Instructions for the task: Pick out every line in the items below that contains the word "negative", and copy each one. The match is case-sensitive.

**** Dataset records

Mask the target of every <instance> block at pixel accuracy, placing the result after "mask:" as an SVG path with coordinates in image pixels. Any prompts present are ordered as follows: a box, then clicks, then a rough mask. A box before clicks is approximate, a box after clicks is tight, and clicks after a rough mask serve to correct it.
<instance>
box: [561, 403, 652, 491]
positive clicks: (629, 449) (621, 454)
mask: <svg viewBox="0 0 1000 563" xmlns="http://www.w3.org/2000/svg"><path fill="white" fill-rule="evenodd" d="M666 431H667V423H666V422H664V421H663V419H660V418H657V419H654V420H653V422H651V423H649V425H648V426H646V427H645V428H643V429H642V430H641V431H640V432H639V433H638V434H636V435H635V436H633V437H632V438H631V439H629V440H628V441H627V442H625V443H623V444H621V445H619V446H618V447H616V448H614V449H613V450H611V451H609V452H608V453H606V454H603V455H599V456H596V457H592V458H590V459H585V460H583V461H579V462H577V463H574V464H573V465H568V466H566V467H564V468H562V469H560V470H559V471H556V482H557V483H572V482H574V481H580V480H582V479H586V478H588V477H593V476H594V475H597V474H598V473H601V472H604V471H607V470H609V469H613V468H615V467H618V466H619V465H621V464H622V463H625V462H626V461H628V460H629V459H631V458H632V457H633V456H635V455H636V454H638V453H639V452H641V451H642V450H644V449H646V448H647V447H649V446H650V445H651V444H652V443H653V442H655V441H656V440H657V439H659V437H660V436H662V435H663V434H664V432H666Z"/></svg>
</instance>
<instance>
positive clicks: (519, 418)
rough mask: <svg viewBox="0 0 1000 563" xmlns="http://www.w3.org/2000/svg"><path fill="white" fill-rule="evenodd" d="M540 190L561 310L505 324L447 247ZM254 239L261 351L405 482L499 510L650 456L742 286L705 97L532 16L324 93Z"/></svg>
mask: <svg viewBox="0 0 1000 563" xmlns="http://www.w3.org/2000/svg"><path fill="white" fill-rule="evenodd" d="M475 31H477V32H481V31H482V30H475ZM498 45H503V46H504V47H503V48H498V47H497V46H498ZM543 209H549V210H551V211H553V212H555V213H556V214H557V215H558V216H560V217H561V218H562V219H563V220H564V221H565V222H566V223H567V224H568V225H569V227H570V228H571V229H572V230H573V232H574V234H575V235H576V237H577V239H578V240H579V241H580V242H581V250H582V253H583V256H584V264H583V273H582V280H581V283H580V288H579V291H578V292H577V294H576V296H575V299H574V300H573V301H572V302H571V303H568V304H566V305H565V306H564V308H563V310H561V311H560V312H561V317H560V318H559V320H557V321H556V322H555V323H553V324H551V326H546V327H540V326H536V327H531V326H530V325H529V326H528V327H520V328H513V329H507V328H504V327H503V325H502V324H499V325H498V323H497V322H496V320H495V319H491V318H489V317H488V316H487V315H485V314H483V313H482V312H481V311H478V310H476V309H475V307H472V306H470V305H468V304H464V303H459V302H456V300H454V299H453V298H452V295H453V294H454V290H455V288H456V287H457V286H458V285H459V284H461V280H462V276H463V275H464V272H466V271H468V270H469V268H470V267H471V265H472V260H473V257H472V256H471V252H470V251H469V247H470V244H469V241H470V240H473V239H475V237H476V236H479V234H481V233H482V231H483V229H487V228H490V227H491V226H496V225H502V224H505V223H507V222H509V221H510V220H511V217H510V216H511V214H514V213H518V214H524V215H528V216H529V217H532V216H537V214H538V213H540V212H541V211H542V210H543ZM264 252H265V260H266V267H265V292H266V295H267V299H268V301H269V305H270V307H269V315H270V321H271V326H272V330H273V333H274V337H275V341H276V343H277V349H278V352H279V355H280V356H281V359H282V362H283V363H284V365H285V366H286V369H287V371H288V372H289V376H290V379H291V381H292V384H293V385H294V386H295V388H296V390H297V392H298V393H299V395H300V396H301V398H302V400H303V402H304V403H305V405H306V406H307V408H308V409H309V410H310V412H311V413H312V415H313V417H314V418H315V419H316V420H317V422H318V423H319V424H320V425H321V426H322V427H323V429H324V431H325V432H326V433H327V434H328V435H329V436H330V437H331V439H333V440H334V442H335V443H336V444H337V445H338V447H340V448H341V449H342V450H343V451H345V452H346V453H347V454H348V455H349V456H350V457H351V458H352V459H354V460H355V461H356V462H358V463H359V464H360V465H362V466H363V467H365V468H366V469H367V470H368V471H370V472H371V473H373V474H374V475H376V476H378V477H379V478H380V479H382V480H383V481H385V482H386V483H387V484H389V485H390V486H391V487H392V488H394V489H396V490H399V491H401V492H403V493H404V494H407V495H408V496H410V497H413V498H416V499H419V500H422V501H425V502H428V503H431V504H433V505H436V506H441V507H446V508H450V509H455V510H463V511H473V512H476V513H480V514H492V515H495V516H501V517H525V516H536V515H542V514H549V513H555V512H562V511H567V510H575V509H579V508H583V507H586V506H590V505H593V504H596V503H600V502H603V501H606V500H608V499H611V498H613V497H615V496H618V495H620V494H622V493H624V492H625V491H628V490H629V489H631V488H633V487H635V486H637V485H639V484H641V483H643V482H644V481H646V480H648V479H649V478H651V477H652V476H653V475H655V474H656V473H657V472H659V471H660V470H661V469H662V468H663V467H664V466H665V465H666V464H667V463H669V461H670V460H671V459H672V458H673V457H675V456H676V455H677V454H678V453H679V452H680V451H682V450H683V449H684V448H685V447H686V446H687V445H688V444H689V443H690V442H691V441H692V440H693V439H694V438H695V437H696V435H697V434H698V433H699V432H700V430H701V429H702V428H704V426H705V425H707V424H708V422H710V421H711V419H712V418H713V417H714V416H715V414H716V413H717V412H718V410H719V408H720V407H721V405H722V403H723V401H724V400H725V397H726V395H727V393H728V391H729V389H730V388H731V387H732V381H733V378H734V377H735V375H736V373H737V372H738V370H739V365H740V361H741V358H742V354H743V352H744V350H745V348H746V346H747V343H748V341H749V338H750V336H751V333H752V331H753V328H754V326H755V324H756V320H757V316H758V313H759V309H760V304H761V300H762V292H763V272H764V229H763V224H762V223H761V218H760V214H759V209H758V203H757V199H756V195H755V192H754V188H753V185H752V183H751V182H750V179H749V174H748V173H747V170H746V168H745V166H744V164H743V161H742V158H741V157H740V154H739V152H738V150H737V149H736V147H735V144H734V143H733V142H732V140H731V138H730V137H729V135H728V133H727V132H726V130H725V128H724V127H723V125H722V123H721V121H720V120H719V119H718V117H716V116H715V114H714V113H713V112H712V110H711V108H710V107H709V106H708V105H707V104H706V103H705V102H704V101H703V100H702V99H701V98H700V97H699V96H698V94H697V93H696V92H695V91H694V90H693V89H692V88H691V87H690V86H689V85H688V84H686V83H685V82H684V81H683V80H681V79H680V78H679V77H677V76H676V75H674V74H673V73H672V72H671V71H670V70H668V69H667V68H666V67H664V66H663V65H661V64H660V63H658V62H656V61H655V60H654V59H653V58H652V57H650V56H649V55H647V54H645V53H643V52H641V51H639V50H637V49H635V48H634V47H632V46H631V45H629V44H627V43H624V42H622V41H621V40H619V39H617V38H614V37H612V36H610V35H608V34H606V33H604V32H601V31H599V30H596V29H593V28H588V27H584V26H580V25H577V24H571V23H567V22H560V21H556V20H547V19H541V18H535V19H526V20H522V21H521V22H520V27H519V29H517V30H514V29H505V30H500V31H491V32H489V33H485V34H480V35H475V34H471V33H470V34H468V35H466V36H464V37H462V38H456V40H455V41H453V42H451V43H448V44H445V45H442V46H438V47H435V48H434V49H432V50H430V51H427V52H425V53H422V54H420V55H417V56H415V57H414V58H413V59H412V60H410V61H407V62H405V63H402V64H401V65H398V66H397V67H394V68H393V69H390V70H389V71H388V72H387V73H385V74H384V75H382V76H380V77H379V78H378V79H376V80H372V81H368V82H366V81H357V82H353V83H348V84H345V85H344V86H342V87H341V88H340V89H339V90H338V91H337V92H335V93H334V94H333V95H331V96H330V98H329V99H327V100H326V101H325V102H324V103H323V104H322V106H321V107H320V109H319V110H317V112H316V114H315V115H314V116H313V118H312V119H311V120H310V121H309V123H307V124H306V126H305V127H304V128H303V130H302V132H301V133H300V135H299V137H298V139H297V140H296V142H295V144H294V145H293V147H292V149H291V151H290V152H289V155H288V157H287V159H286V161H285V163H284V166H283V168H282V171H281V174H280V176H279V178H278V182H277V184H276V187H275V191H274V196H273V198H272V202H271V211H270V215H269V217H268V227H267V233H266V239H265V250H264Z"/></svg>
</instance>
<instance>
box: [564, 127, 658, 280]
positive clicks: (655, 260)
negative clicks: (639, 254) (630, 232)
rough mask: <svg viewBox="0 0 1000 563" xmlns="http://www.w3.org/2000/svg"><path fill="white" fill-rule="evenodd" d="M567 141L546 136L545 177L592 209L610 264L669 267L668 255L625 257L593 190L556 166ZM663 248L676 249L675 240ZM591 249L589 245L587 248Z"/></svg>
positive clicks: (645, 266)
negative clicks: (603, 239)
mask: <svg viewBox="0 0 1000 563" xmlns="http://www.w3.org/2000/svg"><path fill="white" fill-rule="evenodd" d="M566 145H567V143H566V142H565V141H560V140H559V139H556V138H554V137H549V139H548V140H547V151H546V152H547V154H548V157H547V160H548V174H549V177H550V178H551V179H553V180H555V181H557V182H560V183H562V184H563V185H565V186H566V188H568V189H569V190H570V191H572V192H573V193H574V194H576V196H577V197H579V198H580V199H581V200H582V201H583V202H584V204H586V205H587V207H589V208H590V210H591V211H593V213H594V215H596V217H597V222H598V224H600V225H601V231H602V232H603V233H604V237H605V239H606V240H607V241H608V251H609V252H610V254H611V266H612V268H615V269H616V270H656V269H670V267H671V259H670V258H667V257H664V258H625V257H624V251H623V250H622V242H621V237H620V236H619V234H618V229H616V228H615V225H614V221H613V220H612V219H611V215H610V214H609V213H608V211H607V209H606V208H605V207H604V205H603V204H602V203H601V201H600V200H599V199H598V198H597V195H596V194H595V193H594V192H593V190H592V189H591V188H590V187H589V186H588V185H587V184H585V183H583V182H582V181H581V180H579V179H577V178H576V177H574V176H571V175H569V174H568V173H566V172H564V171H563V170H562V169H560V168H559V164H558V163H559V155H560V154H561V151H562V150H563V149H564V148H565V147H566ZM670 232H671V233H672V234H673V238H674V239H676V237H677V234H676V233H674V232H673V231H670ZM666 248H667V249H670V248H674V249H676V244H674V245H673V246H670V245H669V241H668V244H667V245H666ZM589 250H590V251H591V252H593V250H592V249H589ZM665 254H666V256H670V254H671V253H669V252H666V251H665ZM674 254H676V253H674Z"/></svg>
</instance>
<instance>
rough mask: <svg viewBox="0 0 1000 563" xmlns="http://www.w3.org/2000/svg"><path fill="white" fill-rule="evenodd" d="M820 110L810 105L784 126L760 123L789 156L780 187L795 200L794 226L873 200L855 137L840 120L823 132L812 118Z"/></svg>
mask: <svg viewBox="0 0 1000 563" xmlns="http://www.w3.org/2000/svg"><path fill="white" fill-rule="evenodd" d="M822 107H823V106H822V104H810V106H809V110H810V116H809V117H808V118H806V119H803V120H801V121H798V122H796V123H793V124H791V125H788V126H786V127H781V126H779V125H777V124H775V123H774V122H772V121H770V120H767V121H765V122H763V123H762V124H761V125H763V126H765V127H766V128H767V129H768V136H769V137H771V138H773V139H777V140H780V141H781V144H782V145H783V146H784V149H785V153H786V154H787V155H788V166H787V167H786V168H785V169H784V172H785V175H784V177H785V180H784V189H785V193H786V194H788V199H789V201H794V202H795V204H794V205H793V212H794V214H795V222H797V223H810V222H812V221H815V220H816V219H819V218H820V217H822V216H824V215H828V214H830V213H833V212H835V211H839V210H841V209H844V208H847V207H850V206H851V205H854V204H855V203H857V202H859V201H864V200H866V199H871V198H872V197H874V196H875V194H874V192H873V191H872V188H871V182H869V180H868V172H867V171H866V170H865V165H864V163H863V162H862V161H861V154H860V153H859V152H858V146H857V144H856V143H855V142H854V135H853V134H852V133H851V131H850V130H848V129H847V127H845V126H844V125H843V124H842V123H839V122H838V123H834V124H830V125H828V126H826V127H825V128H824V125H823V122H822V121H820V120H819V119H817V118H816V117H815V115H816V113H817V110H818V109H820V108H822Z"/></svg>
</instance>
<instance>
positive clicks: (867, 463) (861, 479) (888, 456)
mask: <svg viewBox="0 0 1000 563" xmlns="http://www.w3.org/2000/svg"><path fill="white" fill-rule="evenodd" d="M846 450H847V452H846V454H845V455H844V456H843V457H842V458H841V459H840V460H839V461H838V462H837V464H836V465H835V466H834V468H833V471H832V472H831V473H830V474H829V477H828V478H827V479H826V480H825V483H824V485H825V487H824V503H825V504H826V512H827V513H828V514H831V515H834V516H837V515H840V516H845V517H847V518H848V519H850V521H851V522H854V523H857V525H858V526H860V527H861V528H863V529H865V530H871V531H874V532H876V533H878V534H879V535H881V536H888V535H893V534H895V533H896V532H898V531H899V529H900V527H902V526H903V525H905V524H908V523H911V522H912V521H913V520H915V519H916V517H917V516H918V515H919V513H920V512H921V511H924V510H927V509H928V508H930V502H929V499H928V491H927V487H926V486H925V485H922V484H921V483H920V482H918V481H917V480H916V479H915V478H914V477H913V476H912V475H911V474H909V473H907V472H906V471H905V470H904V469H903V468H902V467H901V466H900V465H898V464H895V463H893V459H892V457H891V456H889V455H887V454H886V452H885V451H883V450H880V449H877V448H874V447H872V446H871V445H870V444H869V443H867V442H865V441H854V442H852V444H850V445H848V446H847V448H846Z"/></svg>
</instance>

********

Output for this exercise:
negative clicks: (639, 254) (630, 232)
negative clicks: (603, 239)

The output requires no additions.